= What is being asked =
Reproduce each entry below exactly as it appears.

= Saved entries =
--
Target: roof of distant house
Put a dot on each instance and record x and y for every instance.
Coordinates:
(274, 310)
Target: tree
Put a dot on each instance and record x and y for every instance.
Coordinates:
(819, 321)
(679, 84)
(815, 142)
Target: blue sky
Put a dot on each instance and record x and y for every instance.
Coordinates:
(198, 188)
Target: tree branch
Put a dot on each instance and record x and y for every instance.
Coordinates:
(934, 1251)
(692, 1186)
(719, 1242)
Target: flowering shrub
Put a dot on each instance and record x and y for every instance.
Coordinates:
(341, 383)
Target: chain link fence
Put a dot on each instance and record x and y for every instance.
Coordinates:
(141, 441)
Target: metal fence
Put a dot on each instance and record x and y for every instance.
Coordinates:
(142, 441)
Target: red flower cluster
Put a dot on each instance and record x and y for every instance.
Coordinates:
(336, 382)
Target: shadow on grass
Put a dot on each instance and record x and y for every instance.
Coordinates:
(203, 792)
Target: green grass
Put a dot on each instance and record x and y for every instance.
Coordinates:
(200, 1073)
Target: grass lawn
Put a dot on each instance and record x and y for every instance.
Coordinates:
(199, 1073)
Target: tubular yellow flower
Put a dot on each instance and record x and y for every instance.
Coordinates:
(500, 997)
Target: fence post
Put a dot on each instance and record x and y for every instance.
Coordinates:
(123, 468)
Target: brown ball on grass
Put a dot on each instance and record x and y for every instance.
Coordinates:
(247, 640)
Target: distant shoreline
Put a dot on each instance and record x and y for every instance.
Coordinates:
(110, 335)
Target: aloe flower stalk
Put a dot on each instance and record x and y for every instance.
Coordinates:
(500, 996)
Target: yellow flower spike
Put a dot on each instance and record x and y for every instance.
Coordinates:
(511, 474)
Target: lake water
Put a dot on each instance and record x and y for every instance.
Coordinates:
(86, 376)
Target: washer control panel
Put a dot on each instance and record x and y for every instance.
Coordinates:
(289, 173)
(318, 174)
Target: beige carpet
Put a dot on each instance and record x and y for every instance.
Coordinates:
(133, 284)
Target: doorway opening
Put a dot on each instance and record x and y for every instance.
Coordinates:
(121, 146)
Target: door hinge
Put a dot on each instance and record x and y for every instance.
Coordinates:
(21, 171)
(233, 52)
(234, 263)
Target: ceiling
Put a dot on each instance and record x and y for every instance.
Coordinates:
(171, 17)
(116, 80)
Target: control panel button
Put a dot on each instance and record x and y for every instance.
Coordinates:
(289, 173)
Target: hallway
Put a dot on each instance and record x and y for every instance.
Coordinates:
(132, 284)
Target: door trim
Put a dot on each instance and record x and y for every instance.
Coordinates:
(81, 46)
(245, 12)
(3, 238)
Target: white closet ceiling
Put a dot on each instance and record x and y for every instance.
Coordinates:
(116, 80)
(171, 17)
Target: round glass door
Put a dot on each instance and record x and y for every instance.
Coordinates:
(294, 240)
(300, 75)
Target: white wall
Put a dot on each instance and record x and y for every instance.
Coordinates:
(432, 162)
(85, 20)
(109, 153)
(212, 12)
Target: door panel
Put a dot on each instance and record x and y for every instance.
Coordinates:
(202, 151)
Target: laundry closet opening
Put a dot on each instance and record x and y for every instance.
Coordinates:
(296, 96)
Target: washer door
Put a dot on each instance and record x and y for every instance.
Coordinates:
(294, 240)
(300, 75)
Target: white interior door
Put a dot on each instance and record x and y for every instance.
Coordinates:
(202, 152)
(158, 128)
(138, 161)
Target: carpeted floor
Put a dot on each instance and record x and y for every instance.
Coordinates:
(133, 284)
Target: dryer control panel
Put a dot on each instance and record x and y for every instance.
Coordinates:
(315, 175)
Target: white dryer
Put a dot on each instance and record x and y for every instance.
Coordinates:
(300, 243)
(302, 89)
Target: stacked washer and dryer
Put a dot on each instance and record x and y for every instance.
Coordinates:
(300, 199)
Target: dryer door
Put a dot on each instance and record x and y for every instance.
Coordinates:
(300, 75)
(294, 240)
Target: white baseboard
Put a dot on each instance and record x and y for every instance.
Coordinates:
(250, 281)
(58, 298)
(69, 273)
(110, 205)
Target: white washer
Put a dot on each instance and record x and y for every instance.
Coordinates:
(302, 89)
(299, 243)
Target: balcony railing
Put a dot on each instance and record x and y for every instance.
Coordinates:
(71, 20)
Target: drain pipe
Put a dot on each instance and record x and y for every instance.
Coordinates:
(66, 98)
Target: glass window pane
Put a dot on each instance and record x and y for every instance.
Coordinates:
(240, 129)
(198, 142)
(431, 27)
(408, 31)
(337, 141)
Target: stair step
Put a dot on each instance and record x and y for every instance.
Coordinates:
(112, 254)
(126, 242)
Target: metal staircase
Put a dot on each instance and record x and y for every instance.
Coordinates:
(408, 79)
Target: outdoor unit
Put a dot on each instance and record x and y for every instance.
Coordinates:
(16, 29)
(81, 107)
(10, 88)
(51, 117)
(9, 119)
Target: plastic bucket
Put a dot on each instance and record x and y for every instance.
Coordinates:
--
= Your solution =
Target: roof of distant house
Put a dot on each instance and record x and y for every instance.
Coordinates:
(274, 310)
Target: tree
Put a dot on each instance and record x and y for every instance.
Coordinates:
(819, 321)
(679, 84)
(815, 142)
Target: blue sky
Put a dot on each instance and record x and y for every instance.
Coordinates:
(198, 188)
Target: tree branch
Put a dot on each instance and record x and y for every instance.
Coordinates:
(934, 1251)
(692, 1186)
(719, 1242)
Target: flowering shrub
Put a dot on each instance and record x and y for every instance.
Coordinates:
(341, 383)
Target: chain link fence
Put a dot on each instance and record x and y for every instance.
Coordinates:
(141, 441)
Target: metal fence
Put a dot on each instance and record x and y for every instance.
Coordinates:
(142, 441)
Target: red flower cluster
Put a dot on each instance and record x and y for every instance.
Coordinates:
(336, 382)
Target: shadow on grass
Put a dot on each instance and record x and y for every instance.
Coordinates:
(203, 792)
Target: green grass
Put a dot on each instance and record x and y for every instance.
Coordinates:
(200, 1073)
Target: grass lawn
Put a dot on each instance and record x and y for every instance.
Coordinates:
(199, 1073)
Target: tubular yellow flower
Put a dot on each instance and record x and y for every instance.
Coordinates:
(500, 997)
Target: fence post
Put a dot on each instance and record x and y for every instance.
Coordinates:
(123, 468)
Target: brown ball on grass
Put a dot on each instance and record x and y for every instance.
Coordinates:
(247, 640)
Target: distant shoreline
Put a dot on each instance and record x and y for every instance.
Coordinates:
(110, 335)
Target: aloe flower stalk
Put a dot on each instance and record x and y for every instance.
Coordinates:
(500, 996)
Target: yellow flower spike
Put a dot on each instance and record x and y for every instance.
Coordinates:
(511, 474)
Target: lake water
Put a dot on each instance and record x and y for every instance.
Coordinates:
(86, 376)
Target: washer control panel
Put a dot on each instance and record x and y for every instance.
Coordinates:
(289, 173)
(318, 174)
Target: beige carpet
Put a dot on each instance and record x and y for every instance.
Coordinates:
(133, 284)
Target: doorway opening
Put a dot on each instance and record x and y for every instance.
Coordinates:
(121, 146)
Target: door hinge
Put a dot on each instance and record x and y for every instance.
Coordinates:
(21, 171)
(233, 52)
(234, 263)
Target: ceiling
Put a dot on each instance and record x and y for every instance.
Coordinates:
(171, 17)
(116, 80)
Target: control panel button
Put a dot on each instance and record x and y for every instance.
Coordinates:
(289, 173)
Target: hallway
Put a dot on each instance and record x and y for every instance.
Coordinates:
(132, 284)
Target: door trim
Put a dot on each instance and record x and y for every instance.
Coordinates:
(81, 46)
(245, 12)
(3, 238)
Target: white closet ceiling
Put a dot on each instance and record x and y for every instance.
Coordinates:
(116, 80)
(171, 17)
Target: round glass door
Put a dot on each instance and record x and y for every instance.
Coordinates:
(294, 240)
(300, 75)
Target: white wall
Put a dot on each instance and record x and y for every instance.
Coordinates:
(432, 162)
(85, 20)
(109, 153)
(212, 12)
Target: door panel
Put a dot on each instance and record x and y for every instance.
Coordinates:
(202, 151)
Target: laundry closet opening
Put a dot on each instance and record x and y for every instance.
Coordinates:
(296, 96)
Target: washer door
Put a dot on each instance and record x and y for every instance.
Coordinates:
(294, 240)
(300, 75)
Target: white interior door
Put a dot on each instance and record x and y for every instance.
Coordinates:
(202, 152)
(158, 128)
(138, 161)
Target: carpeted floor
Put a dot on each instance and record x and y for every instance.
Coordinates:
(133, 284)
Target: dryer control panel
Put a dot on each instance and record x and y for every instance.
Coordinates:
(315, 175)
Target: white dryer
Put a dot on each instance and record x and y for every instance.
Coordinates:
(300, 243)
(302, 89)
Target: stacked washer and dryer
Put a dot on each instance and record x and y for every instance.
Coordinates:
(300, 199)
Target: dryer door
Put a dot on each instance and record x and y for every instance.
Coordinates:
(300, 75)
(294, 240)
Target: white baseboard
Put a dot on each instance and record x and y for every instance.
Coordinates:
(250, 281)
(58, 298)
(69, 273)
(110, 205)
Target: white washer
Put a dot on each instance and record x and y for every instance.
Coordinates:
(302, 89)
(299, 243)
Target: balcony railing
Put a dot on each instance and record x and y for every instance.
Coordinates:
(71, 20)
Target: drain pipe
Put a dot on each instance and record x and y for every instance.
Coordinates:
(66, 98)
Target: glass window pane
Put a dot on each instance and record x and y for every instance.
Coordinates:
(240, 129)
(198, 142)
(431, 27)
(408, 31)
(337, 141)
Target: stair step
Put a dot on each instance and record x and y for every instance.
Coordinates:
(112, 254)
(126, 242)
Target: metal staircase
Put a dot on each instance and record x and y for every instance.
Coordinates:
(408, 79)
Target: outdoor unit
Put a dot on each instance and record x and y for every instance.
Coordinates:
(16, 29)
(81, 107)
(10, 88)
(51, 117)
(9, 119)
Target: plastic bucket
Put a dot on each instance and record x and y for every instance.
Coordinates:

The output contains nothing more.